◆ **INPUT DATA**:
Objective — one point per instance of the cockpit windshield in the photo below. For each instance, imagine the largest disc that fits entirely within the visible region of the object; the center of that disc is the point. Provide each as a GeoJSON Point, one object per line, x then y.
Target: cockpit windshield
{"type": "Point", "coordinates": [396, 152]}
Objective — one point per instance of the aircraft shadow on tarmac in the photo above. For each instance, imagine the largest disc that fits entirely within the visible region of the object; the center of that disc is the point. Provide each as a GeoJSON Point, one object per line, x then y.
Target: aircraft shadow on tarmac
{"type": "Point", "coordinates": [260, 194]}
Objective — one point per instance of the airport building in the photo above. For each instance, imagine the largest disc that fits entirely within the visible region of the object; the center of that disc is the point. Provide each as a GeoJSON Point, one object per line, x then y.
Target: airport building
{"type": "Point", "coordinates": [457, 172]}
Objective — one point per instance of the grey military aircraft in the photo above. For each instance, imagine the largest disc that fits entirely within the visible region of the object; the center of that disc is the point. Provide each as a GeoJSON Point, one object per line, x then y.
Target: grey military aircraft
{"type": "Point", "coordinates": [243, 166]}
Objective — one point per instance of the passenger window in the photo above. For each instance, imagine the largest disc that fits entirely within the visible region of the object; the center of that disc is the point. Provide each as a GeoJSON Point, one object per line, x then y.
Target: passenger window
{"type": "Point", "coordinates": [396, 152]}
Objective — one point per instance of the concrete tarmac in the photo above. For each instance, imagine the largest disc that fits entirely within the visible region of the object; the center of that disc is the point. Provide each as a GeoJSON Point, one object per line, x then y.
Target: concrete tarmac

◆ **EXERCISE REQUIREMENTS**: Take the line holding "Objective — one point per instance of the grey" and all lines after it through the end of the data, and set them down exactly.

◆ **THE SOLUTION**:
Objective — one point per instance of the grey military aircraft in the photo above. For each instance, imagine the largest disc that fits entirely within the visible region of the object; the center of that disc is the point. Provide each as a GeoJSON Point, one object per line, x then y.
Target: grey military aircraft
{"type": "Point", "coordinates": [243, 166]}
Objective — one point per instance of the passenger window in the photo above. For each instance, imagine the largest disc that fits entirely within the visible region of the object; the center of that disc is the point. Provide each as a GeoJSON Point, one object per line, x then y.
Target: passenger window
{"type": "Point", "coordinates": [396, 152]}
Objective — one point per instance of the concrete tarmac in the photo above. For each instance, imagine the largest disc that fits entirely within the visible region of the object; the center of that disc is the point. Provide each as a GeoJSON Point, one object per line, x then y.
Target: concrete tarmac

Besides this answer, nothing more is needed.